▸ REQUIRED WORK
Can you reproduce every line of the entries below, character for character, with nothing changed?
------
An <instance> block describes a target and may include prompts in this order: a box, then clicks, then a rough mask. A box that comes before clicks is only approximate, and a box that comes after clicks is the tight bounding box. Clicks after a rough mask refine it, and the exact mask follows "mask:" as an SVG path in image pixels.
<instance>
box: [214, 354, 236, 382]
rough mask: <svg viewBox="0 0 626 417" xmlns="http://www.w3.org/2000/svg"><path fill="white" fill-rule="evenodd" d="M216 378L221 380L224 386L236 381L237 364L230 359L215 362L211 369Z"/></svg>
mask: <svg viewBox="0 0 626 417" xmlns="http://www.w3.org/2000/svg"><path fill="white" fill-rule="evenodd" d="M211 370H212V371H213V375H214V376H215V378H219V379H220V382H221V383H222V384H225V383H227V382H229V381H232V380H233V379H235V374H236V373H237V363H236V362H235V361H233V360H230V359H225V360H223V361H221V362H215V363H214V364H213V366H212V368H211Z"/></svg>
------
▸ SOLUTION TO THIS EXERCISE
An <instance> block describes a target and may include prompts in this order: a box, then clicks, then a rough mask. A box that comes before clicks is only approximate, and a box that comes after clicks is the tight bounding box. Clicks after a rough mask refine it, and the exact mask follows "mask:" as an SVG path in image pixels.
<instance>
box: [214, 354, 236, 382]
rough mask: <svg viewBox="0 0 626 417" xmlns="http://www.w3.org/2000/svg"><path fill="white" fill-rule="evenodd" d="M216 378L221 380L224 386L236 381L237 364L230 359L215 362L211 369Z"/></svg>
mask: <svg viewBox="0 0 626 417" xmlns="http://www.w3.org/2000/svg"><path fill="white" fill-rule="evenodd" d="M211 370H212V371H213V375H214V376H215V378H219V379H220V382H221V383H222V384H225V383H227V382H229V381H232V380H233V379H235V374H236V373H237V363H236V362H235V361H233V360H230V359H225V360H223V361H221V362H215V363H214V364H213V366H212V368H211Z"/></svg>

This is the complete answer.